---- Material provided

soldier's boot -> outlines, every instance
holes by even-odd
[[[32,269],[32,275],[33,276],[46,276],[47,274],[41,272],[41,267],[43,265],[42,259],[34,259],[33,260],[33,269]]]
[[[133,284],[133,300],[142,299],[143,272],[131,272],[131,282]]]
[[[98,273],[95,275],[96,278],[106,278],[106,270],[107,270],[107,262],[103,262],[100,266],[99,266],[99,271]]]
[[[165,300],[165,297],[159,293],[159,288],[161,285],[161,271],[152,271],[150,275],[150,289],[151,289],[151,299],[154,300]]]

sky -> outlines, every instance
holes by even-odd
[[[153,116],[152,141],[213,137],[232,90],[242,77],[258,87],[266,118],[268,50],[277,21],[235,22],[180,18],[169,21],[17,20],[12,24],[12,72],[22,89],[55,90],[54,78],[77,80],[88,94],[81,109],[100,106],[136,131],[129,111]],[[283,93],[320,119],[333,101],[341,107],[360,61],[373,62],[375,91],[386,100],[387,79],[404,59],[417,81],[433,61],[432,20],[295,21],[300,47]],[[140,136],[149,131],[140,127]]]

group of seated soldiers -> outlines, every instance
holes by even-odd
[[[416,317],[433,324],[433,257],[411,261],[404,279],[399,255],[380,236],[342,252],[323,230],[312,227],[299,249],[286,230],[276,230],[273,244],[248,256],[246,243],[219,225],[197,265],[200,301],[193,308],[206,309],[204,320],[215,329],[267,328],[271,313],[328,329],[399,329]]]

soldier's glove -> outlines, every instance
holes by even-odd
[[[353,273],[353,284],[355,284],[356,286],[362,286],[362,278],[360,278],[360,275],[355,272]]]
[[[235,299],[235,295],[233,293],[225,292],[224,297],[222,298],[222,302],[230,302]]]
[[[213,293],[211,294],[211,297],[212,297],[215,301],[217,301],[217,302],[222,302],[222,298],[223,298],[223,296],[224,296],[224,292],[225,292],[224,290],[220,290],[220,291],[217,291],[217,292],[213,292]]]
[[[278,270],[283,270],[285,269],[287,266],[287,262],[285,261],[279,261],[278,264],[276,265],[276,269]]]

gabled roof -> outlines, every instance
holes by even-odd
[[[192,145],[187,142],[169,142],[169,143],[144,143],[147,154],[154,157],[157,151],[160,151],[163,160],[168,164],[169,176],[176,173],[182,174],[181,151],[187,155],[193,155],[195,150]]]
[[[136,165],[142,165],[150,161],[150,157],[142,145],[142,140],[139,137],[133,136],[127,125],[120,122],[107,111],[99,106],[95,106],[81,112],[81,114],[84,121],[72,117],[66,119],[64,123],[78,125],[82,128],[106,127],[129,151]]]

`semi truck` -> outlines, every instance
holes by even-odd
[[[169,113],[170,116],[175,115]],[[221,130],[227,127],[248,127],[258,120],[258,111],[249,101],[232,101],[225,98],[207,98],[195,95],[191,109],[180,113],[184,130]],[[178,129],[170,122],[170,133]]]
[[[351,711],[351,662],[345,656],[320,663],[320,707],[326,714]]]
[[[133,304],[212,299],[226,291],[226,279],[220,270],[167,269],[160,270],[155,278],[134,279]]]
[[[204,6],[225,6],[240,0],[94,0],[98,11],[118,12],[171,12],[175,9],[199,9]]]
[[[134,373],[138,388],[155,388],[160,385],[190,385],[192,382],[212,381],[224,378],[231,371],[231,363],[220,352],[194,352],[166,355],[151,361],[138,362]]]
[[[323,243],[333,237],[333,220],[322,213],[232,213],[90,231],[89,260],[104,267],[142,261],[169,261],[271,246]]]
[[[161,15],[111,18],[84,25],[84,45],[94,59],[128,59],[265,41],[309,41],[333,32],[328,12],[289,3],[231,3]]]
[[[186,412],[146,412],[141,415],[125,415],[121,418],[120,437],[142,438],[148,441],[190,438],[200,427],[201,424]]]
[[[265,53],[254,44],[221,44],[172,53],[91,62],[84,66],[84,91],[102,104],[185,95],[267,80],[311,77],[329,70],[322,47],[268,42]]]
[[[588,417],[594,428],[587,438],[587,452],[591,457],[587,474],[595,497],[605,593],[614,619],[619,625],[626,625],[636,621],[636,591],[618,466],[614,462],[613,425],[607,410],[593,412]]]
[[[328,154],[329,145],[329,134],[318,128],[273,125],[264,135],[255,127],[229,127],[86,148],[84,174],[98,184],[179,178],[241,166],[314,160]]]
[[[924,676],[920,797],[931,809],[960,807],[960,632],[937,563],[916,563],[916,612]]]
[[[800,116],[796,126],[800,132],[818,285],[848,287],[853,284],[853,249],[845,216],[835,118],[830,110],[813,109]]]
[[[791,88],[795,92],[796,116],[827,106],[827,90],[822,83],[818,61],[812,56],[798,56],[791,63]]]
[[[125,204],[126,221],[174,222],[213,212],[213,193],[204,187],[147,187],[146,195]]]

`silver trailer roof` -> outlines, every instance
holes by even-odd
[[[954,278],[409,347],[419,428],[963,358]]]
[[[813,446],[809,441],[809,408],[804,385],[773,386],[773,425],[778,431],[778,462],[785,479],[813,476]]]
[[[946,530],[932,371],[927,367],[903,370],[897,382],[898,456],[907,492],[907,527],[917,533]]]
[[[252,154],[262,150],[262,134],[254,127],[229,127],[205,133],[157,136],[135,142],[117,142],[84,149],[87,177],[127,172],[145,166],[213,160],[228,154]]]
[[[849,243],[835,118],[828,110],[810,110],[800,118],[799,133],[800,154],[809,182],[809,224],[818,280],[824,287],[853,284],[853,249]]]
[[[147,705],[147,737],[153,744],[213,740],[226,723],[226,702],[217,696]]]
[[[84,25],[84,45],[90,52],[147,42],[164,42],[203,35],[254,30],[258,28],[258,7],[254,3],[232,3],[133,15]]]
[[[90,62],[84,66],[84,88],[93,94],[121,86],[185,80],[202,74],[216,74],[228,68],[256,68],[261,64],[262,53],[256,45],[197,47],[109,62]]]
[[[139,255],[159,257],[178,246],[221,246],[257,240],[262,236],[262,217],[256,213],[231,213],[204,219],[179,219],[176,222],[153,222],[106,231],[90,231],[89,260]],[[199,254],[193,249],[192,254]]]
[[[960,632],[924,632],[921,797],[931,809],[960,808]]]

--------

Task instructions: Your task is to extract all of the records exactly.

Result for this task:
soldier's boot -> outlines, every instance
holes by even-odd
[[[32,269],[32,275],[33,276],[46,276],[47,274],[41,272],[41,267],[43,265],[42,259],[34,259],[33,260],[33,269]]]
[[[133,284],[133,300],[142,299],[143,272],[131,272],[131,282]]]
[[[98,273],[95,275],[96,278],[106,278],[106,270],[107,270],[107,262],[103,262],[100,266],[99,266],[99,271]]]
[[[165,300],[165,297],[159,293],[159,288],[161,285],[161,271],[152,271],[150,275],[150,289],[151,289],[151,299],[154,300]]]

sky -> outlines, every instance
holes by even-odd
[[[153,116],[152,141],[213,137],[232,90],[242,77],[258,87],[266,118],[268,50],[277,21],[235,22],[180,18],[169,21],[17,20],[12,24],[12,72],[22,89],[55,90],[54,78],[77,80],[88,94],[81,109],[100,106],[136,131],[129,111]],[[283,93],[320,119],[333,101],[341,107],[360,61],[373,62],[375,91],[386,100],[387,79],[404,59],[417,81],[433,61],[432,20],[295,21],[300,47]],[[140,136],[149,131],[140,127]]]

group of seated soldiers -> outlines, every instance
holes by even-odd
[[[416,317],[433,324],[433,257],[411,261],[404,279],[399,255],[380,236],[342,252],[323,230],[312,227],[299,249],[286,230],[276,230],[273,244],[248,256],[246,243],[219,225],[197,265],[200,301],[193,308],[206,309],[204,320],[215,329],[267,328],[271,313],[328,329],[399,329]]]

soldier's glove -> outlines, every instance
holes by even-odd
[[[353,273],[353,284],[355,284],[356,286],[362,286],[362,278],[360,278],[360,275],[355,272]]]
[[[235,299],[235,295],[233,293],[225,292],[224,297],[222,298],[222,302],[230,302]]]
[[[213,293],[211,294],[211,297],[212,297],[215,301],[217,301],[217,302],[222,302],[222,298],[223,298],[223,296],[224,296],[224,292],[225,292],[224,290],[220,290],[220,291],[217,291],[217,292],[213,292]]]
[[[278,270],[283,270],[285,269],[287,266],[287,262],[285,261],[279,261],[278,264],[276,265],[276,269]]]

gabled roof -> outlines, every instance
holes by even-odd
[[[192,145],[187,142],[169,142],[169,143],[144,143],[147,154],[154,157],[157,151],[160,151],[163,160],[168,164],[169,176],[176,173],[182,174],[181,151],[187,155],[193,155],[195,150]]]
[[[136,165],[142,165],[150,161],[150,157],[142,145],[142,140],[139,137],[133,136],[127,125],[120,122],[107,111],[99,106],[95,106],[81,112],[81,114],[84,121],[72,117],[66,119],[64,123],[78,125],[82,128],[106,127],[129,151]]]

`semi truck` -> outlines, every instance
holes by even-odd
[[[169,113],[170,116],[175,115]],[[221,130],[227,127],[248,127],[258,120],[258,111],[249,101],[232,101],[225,98],[207,98],[195,95],[191,109],[180,113],[184,130]],[[178,129],[170,122],[170,133]]]
[[[351,711],[351,662],[345,656],[320,663],[320,707],[326,714]]]
[[[133,304],[212,299],[226,291],[226,279],[220,270],[167,269],[160,270],[155,278],[134,279]]]
[[[204,6],[225,6],[240,0],[94,0],[98,11],[118,12],[171,12],[175,9],[199,9]]]
[[[134,373],[138,388],[155,388],[160,385],[190,385],[192,382],[212,381],[224,378],[231,371],[231,363],[220,352],[194,352],[166,355],[151,361],[138,362]]]
[[[323,243],[333,237],[333,220],[322,213],[232,213],[90,231],[89,260],[104,267],[142,261],[169,261],[271,246]]]
[[[161,15],[111,18],[84,25],[84,45],[94,59],[128,59],[265,41],[309,41],[333,32],[328,12],[289,3],[231,3]]]
[[[186,412],[146,412],[141,415],[125,415],[121,418],[120,437],[142,438],[148,441],[190,438],[200,427],[201,424]]]
[[[265,53],[254,44],[221,44],[172,53],[91,62],[84,66],[84,91],[102,104],[185,95],[267,80],[311,77],[329,70],[322,47],[268,42]]]
[[[588,417],[594,428],[587,438],[587,452],[591,457],[587,474],[595,497],[605,593],[614,619],[619,625],[626,625],[636,621],[636,591],[618,466],[614,462],[613,425],[607,410],[593,412]]]
[[[328,154],[329,145],[329,134],[318,128],[273,125],[264,135],[255,127],[229,127],[86,148],[84,174],[98,184],[179,178],[241,166],[314,160]]]
[[[924,676],[920,797],[931,809],[960,807],[960,632],[937,563],[916,563],[916,612]]]
[[[800,116],[796,126],[800,132],[818,285],[848,287],[853,284],[853,249],[845,216],[835,118],[830,110],[813,109]]]
[[[791,88],[795,92],[796,116],[827,106],[827,90],[822,83],[818,61],[812,56],[798,56],[791,63]]]
[[[125,204],[126,221],[174,222],[213,212],[213,193],[204,187],[147,187],[146,195]]]

`silver trailer roof` -> outlines, every instance
holes by even-odd
[[[954,278],[409,347],[419,428],[963,358]]]
[[[813,446],[809,441],[809,408],[804,385],[773,386],[773,425],[778,431],[778,462],[785,479],[813,476]]]
[[[946,530],[932,371],[927,367],[903,370],[897,382],[898,456],[907,492],[907,527],[917,533]]]
[[[252,154],[262,150],[262,134],[254,127],[229,127],[205,133],[157,136],[135,142],[117,142],[84,149],[87,177],[127,172],[145,166],[213,160],[228,154]]]
[[[849,243],[835,118],[828,110],[810,110],[800,118],[799,133],[800,154],[809,182],[809,224],[818,280],[824,287],[853,284],[853,249]]]
[[[147,705],[147,737],[153,744],[213,740],[226,723],[226,702],[217,696]]]
[[[84,25],[84,45],[90,52],[147,42],[164,42],[203,35],[254,30],[258,28],[258,7],[254,3],[232,3],[133,15]]]
[[[90,62],[84,66],[84,88],[93,94],[121,86],[185,80],[202,74],[216,74],[228,68],[256,68],[261,64],[262,53],[256,45],[197,47],[109,62]]]
[[[139,255],[159,257],[178,246],[221,246],[257,240],[262,236],[262,217],[256,213],[231,213],[204,219],[179,219],[176,222],[153,222],[106,231],[90,231],[89,260]],[[199,254],[193,249],[192,254]]]
[[[960,632],[924,632],[921,797],[931,809],[960,808]]]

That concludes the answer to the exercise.